ENCARGO:
Convierte en una lista breve el párrafo del extracto sobre el rearme europeo que comienza con «Alemania, con una posición presupuestaria saneada» y termina en «el nuevo contexto europeo», manteniendo sus datos principales.

EXTRACTO DE LA FUENTE:
==*==

Alemania, con una posición presupuestaria saneada y un potente tejido
industrial, puede permitirse emitir deuda en condiciones ventajosas y ejecutar
sin tensiones fiscales su compromiso de destinar hasta 500.000 millones de
euros al rearme, más otros tantos para infraestructuras estratégicas. De
hecho, ya lo está
haciendo, y parece que este volumen de gasto no solo es sostenible,
sino que podría fortalecer su posición industrial en el nuevo contexto europeo.
Por el contrario, los países del sur de Europa (como España, Italia, Grecia o
Portugal), con niveles de endeudamiento estructuralmente altos, enfrentarán serias
dificultades para financiar su esfuerzo bélico y es probable que el recurso a
los mercados financieros se produzca en condiciones cada vez más onerosas. Aquí
es donde entra en juego el spread o prima de riesgo, un indicador económico que
es también un fortísimo mecanismo de disciplinamiento político, pues señala el
sobreprecio que debe afrontar un Estado para financiarse en los mercados en
comparación con otro Estado considerado más solvente, como Alemania.

==*==

LISTADO:
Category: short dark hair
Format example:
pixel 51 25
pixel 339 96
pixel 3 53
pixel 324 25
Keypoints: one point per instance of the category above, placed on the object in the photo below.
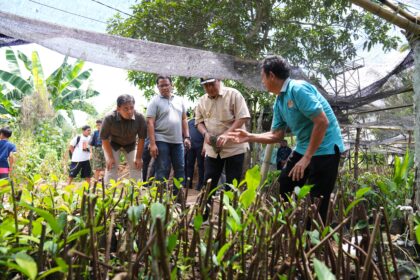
pixel 7 132
pixel 125 98
pixel 162 77
pixel 277 65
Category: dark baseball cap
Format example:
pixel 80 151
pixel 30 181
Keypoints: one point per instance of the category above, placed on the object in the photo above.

==*==

RESULTADO DEL EJERCICIO:
- Alemania cuenta con una posición presupuestaria saneada y un potente tejido industrial.
- Puede emitir deuda en condiciones ventajosas.
- Puede destinar sin tensiones fiscales hasta 500.000 millones de euros al rearme y otros tantos a infraestructuras estratégicas.
- Ya lo está haciendo.
- Ese volumen de gasto parece sostenible y podría fortalecer su posición industrial en el nuevo contexto europeo.